[DIRECTIVE A]
In the forum post on the Miller effect, which capacitance between terminals causes the Miller effect?

For the Arduino chip or any other uC chip, the signal at the gate will look like an exponential followed by a plateau, followed by another exponential.
I know I wasn't going to post in this thread anymore, but what you mentioned is worth a comment.
The two "exponentials" that you see have different causes.
The first one is due to the Miller effect combined with the inherent gate capacitance of the MOSFET. The "plateau" you see is when the drain is pulled as low as it's going to go, then finally the second exponential is the gate capacitance alone charging to Vgs equilibrium.
I don't think most people really know what the Miller effect is. Anywhere you look it up online, there are all kinds of formulas and hokey-pokey, but no clear explanation of the actual mechanism.
Imagine any 3 terminal (triode) device such as a BJT, a MOSFET and even a vacuum tube triode.
There is inherent capacitance that exists between each terminal and every other terminal, but the one that causes the Miller effect is the drain to gate capacitance (or collector to base, or plate to grid).

[EXTRACTED RECORDS]
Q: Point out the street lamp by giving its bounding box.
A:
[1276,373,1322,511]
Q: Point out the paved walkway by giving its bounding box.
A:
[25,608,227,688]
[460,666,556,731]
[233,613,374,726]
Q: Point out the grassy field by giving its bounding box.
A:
...
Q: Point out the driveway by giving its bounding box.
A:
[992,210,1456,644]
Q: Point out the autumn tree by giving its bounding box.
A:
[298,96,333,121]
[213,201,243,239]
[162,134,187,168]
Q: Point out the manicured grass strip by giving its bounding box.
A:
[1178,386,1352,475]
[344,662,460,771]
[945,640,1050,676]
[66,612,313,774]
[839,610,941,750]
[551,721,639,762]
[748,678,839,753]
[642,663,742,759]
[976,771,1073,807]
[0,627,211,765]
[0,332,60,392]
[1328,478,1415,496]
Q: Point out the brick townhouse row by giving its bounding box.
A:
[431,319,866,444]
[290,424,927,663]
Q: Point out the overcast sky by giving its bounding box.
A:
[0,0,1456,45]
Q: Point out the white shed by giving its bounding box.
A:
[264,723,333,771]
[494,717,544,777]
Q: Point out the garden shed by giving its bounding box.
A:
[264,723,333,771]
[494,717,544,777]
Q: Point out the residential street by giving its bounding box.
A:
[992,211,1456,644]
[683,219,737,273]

[DIRECTIVE B]
Rewrite the part of the listing starting with the line that contains "Q: Point out the autumn" and going on through the line that contains "[683,219,737,273]" as a numbered list, with blank lines omitted.

[FINAL RESULT A]
The drain to gate capacitance (or collector to base, or plate to grid).

[FINAL RESULT B]
1. Q: Point out the autumn tree by giving its bounding box.
2. A:
3. [298,96,333,121]
4. [213,201,243,239]
5. [162,134,187,168]
6. Q: Point out the manicured grass strip by giving its bounding box.
7. A:
8. [1178,386,1352,475]
9. [344,662,460,771]
10. [945,640,1050,676]
11. [66,612,313,774]
12. [839,610,941,750]
13. [551,721,639,762]
14. [748,678,839,753]
15. [642,663,742,759]
16. [976,771,1073,807]
17. [0,627,211,765]
18. [0,332,60,392]
19. [1328,478,1415,496]
20. Q: Point out the brick townhouse row by giving its bounding box.
21. A:
22. [431,319,866,444]
23. [290,424,927,663]
24. Q: Point out the overcast sky by giving its bounding box.
25. A:
26. [0,0,1456,45]
27. Q: Point out the white shed by giving its bounding box.
28. A:
29. [264,723,333,771]
30. [494,717,544,777]
31. Q: Point out the garden shed by giving its bounding box.
32. A:
33. [264,723,333,771]
34. [494,717,544,777]
35. Q: Point out the residential street by giving its bounding box.
36. A:
37. [992,211,1456,644]
38. [683,219,737,273]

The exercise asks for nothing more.